## Supplied data:
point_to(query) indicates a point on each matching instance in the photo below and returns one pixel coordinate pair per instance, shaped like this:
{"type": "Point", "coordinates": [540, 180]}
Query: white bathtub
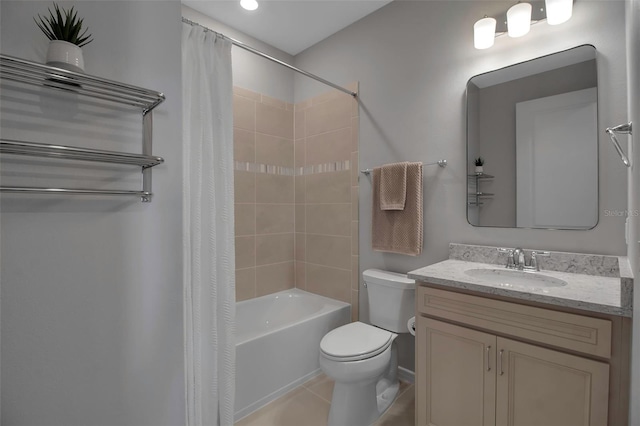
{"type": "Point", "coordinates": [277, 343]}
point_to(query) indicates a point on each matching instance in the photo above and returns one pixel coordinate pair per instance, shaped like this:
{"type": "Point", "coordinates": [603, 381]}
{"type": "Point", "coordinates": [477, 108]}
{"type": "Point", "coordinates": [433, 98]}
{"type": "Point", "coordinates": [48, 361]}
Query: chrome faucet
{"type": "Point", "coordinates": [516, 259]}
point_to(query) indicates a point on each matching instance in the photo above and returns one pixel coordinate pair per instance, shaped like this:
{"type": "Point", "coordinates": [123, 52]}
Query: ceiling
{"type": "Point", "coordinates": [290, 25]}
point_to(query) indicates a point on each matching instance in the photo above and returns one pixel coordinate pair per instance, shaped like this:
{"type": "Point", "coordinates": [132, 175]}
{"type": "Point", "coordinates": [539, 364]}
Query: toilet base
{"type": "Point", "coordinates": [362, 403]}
--
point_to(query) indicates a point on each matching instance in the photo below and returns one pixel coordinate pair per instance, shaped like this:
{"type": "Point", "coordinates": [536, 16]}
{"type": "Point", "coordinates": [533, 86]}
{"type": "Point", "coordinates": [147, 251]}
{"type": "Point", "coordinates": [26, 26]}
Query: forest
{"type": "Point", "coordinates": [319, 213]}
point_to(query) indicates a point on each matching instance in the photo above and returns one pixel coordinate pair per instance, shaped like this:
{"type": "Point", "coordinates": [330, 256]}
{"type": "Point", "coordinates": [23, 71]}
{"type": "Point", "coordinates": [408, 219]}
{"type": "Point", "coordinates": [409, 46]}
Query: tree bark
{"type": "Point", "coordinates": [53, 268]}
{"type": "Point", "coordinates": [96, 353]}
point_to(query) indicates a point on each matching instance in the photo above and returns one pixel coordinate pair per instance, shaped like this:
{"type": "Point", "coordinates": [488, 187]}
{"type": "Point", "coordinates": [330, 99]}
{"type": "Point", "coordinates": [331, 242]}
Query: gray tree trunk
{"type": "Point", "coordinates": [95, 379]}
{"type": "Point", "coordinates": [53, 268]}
==
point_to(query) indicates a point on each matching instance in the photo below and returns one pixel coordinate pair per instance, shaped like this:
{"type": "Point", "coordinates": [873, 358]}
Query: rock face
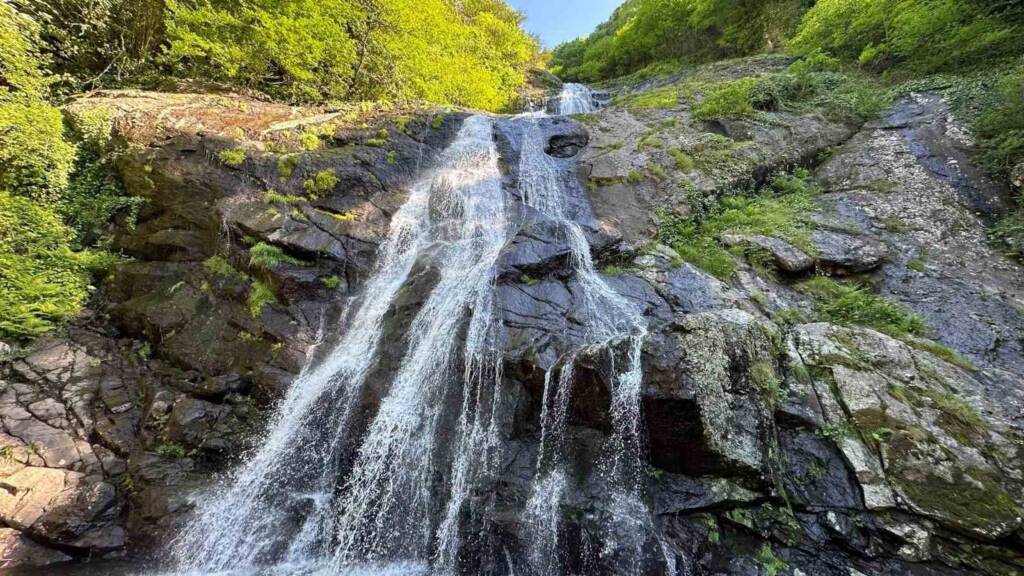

## Instructions to follow:
Return every line from the material above that contains the string "tree", copying each one in full.

## Correct output:
Query: tree bark
Query: gray tree trunk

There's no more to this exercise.